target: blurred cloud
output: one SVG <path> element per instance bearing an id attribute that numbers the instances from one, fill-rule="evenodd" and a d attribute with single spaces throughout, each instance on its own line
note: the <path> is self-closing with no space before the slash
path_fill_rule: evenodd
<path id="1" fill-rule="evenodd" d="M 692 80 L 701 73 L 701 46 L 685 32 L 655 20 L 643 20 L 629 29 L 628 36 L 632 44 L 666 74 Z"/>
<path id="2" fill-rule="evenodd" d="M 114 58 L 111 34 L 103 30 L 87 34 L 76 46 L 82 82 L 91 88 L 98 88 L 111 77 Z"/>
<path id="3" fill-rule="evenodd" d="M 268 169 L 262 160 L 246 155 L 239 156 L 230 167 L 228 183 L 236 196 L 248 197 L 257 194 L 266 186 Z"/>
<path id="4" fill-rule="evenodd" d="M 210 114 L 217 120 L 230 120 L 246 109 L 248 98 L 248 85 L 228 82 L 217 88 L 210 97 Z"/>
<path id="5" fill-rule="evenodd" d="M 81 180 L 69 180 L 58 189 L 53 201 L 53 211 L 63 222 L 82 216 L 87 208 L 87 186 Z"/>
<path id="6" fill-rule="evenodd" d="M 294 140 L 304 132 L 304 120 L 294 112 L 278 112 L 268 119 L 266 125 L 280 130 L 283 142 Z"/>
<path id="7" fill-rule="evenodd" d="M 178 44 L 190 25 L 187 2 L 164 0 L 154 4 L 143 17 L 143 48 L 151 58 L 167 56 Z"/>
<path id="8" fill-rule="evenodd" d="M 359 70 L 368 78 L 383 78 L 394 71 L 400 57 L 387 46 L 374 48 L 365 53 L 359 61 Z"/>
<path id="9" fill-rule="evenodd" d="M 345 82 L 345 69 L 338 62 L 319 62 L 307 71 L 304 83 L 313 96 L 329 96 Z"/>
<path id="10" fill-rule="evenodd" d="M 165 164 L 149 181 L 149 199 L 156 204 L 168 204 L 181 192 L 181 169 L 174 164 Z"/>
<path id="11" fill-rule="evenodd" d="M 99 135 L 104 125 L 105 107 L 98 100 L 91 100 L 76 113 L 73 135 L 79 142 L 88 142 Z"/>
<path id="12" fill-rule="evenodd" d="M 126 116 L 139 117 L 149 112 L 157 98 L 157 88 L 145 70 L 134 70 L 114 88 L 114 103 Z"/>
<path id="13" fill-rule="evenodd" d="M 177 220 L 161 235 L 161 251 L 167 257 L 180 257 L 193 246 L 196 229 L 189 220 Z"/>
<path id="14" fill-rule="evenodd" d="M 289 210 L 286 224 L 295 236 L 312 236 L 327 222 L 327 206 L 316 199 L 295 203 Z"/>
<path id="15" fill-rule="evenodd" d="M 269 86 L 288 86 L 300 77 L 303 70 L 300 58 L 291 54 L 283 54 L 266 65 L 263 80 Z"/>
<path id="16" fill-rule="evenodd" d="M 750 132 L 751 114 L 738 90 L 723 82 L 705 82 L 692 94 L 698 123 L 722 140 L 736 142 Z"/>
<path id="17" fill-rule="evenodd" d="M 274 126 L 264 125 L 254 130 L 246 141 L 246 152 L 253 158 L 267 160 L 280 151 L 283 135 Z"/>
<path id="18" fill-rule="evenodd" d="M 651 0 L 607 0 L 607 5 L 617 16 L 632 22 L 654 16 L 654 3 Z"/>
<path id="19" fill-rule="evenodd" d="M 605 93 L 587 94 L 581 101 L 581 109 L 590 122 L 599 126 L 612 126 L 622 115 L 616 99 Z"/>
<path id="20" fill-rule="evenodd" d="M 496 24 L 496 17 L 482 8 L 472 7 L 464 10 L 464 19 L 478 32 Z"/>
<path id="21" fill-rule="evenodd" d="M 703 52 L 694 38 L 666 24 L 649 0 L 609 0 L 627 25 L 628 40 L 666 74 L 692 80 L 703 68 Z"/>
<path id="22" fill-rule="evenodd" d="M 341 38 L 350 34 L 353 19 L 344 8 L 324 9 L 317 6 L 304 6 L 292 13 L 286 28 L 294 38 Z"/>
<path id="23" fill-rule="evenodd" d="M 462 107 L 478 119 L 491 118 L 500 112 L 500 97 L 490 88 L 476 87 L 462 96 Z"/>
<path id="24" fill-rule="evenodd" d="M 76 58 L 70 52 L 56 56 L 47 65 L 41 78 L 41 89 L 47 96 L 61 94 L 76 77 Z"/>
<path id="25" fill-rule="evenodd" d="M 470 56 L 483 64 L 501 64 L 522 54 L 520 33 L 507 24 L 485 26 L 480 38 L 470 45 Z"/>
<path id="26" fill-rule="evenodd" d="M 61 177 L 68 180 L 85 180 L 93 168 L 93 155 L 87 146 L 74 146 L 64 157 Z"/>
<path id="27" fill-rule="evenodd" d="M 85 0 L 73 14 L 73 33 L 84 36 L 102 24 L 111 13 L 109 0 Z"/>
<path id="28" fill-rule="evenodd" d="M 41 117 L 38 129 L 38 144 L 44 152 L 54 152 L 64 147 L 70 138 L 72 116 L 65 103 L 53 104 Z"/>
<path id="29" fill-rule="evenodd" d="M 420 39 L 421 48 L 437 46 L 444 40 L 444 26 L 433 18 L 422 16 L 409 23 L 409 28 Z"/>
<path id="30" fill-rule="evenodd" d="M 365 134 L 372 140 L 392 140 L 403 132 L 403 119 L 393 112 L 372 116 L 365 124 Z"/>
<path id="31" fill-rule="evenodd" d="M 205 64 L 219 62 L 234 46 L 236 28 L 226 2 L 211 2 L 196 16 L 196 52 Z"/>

Work to complete:
Could you write out all the entries above again with "blurred cloud" swapped for "hazy cloud" and every other character left as it is?

Response to this task:
target: hazy cloud
output: one SVG <path> element per instance bearing an id attribute that numbers the instances from one, fill-rule="evenodd" and a d attribute with single spaces throughout, each instance on its own line
note: the <path> is self-closing with no space before the slash
path_fill_rule: evenodd
<path id="1" fill-rule="evenodd" d="M 692 80 L 701 73 L 701 46 L 685 32 L 655 20 L 643 20 L 629 29 L 628 36 L 632 44 L 666 74 Z"/>
<path id="2" fill-rule="evenodd" d="M 114 58 L 111 34 L 103 30 L 87 34 L 76 46 L 82 82 L 91 88 L 98 88 L 111 77 Z"/>
<path id="3" fill-rule="evenodd" d="M 268 169 L 262 160 L 246 155 L 239 156 L 230 167 L 228 183 L 236 196 L 248 197 L 257 194 L 266 186 Z"/>
<path id="4" fill-rule="evenodd" d="M 210 114 L 217 120 L 230 120 L 246 109 L 248 98 L 248 85 L 228 82 L 217 88 L 210 97 Z"/>
<path id="5" fill-rule="evenodd" d="M 81 180 L 69 180 L 58 189 L 53 201 L 53 211 L 63 222 L 82 216 L 87 208 L 87 186 Z"/>
<path id="6" fill-rule="evenodd" d="M 294 140 L 304 132 L 304 120 L 294 112 L 278 112 L 268 119 L 266 125 L 280 130 L 283 142 Z"/>
<path id="7" fill-rule="evenodd" d="M 178 44 L 190 25 L 187 2 L 164 0 L 154 4 L 143 17 L 143 48 L 151 58 L 167 56 Z"/>
<path id="8" fill-rule="evenodd" d="M 359 70 L 368 78 L 383 78 L 394 71 L 400 57 L 387 46 L 374 48 L 365 53 L 359 61 Z"/>
<path id="9" fill-rule="evenodd" d="M 345 82 L 345 69 L 338 62 L 319 62 L 307 71 L 304 83 L 313 96 L 329 96 Z"/>
<path id="10" fill-rule="evenodd" d="M 165 164 L 149 181 L 149 199 L 156 204 L 168 204 L 181 192 L 181 169 L 174 164 Z"/>
<path id="11" fill-rule="evenodd" d="M 99 135 L 104 125 L 105 107 L 98 100 L 91 100 L 76 113 L 73 135 L 79 142 L 88 142 Z"/>
<path id="12" fill-rule="evenodd" d="M 126 116 L 139 117 L 149 112 L 157 98 L 157 88 L 145 70 L 134 70 L 114 88 L 114 103 Z"/>
<path id="13" fill-rule="evenodd" d="M 177 220 L 161 235 L 161 251 L 167 257 L 180 257 L 193 246 L 196 229 L 189 220 Z"/>
<path id="14" fill-rule="evenodd" d="M 289 210 L 286 224 L 295 236 L 312 236 L 327 222 L 327 206 L 316 199 L 295 203 Z"/>
<path id="15" fill-rule="evenodd" d="M 269 86 L 288 86 L 300 77 L 303 70 L 300 58 L 291 54 L 283 54 L 266 65 L 263 80 Z"/>
<path id="16" fill-rule="evenodd" d="M 750 132 L 751 114 L 738 90 L 723 82 L 705 82 L 692 94 L 698 123 L 722 140 L 736 142 Z"/>
<path id="17" fill-rule="evenodd" d="M 274 126 L 264 125 L 254 130 L 246 141 L 246 152 L 253 158 L 267 160 L 280 151 L 283 135 Z"/>
<path id="18" fill-rule="evenodd" d="M 651 0 L 607 0 L 607 5 L 617 16 L 632 22 L 654 16 L 654 3 Z"/>
<path id="19" fill-rule="evenodd" d="M 605 93 L 587 94 L 581 101 L 581 109 L 590 122 L 599 126 L 612 126 L 622 115 L 616 99 Z"/>
<path id="20" fill-rule="evenodd" d="M 496 24 L 496 17 L 482 8 L 472 7 L 464 10 L 464 19 L 478 32 Z"/>
<path id="21" fill-rule="evenodd" d="M 703 52 L 694 38 L 666 24 L 649 0 L 609 0 L 627 25 L 628 40 L 666 74 L 692 80 L 703 68 Z"/>
<path id="22" fill-rule="evenodd" d="M 341 38 L 350 34 L 353 19 L 344 8 L 324 9 L 317 6 L 304 6 L 292 13 L 286 28 L 294 38 Z"/>
<path id="23" fill-rule="evenodd" d="M 462 107 L 478 119 L 491 118 L 500 112 L 500 97 L 490 88 L 476 87 L 462 96 Z"/>
<path id="24" fill-rule="evenodd" d="M 76 58 L 70 52 L 56 56 L 47 65 L 41 78 L 41 89 L 47 96 L 61 94 L 76 77 Z"/>
<path id="25" fill-rule="evenodd" d="M 470 56 L 483 64 L 501 64 L 522 54 L 520 33 L 507 24 L 485 26 L 480 38 L 470 45 Z"/>
<path id="26" fill-rule="evenodd" d="M 61 177 L 68 180 L 85 180 L 93 168 L 93 155 L 87 146 L 74 146 L 64 157 Z"/>
<path id="27" fill-rule="evenodd" d="M 85 0 L 73 14 L 73 33 L 84 36 L 102 24 L 111 13 L 109 0 Z"/>
<path id="28" fill-rule="evenodd" d="M 41 117 L 38 129 L 38 144 L 44 152 L 54 152 L 64 147 L 70 138 L 72 116 L 65 103 L 53 104 Z"/>
<path id="29" fill-rule="evenodd" d="M 420 39 L 421 48 L 437 46 L 444 40 L 444 26 L 433 18 L 422 16 L 409 23 L 409 28 Z"/>
<path id="30" fill-rule="evenodd" d="M 365 134 L 372 140 L 392 140 L 403 132 L 403 119 L 393 112 L 372 116 L 365 124 Z"/>
<path id="31" fill-rule="evenodd" d="M 205 64 L 219 62 L 234 46 L 236 28 L 226 2 L 211 2 L 196 16 L 196 52 Z"/>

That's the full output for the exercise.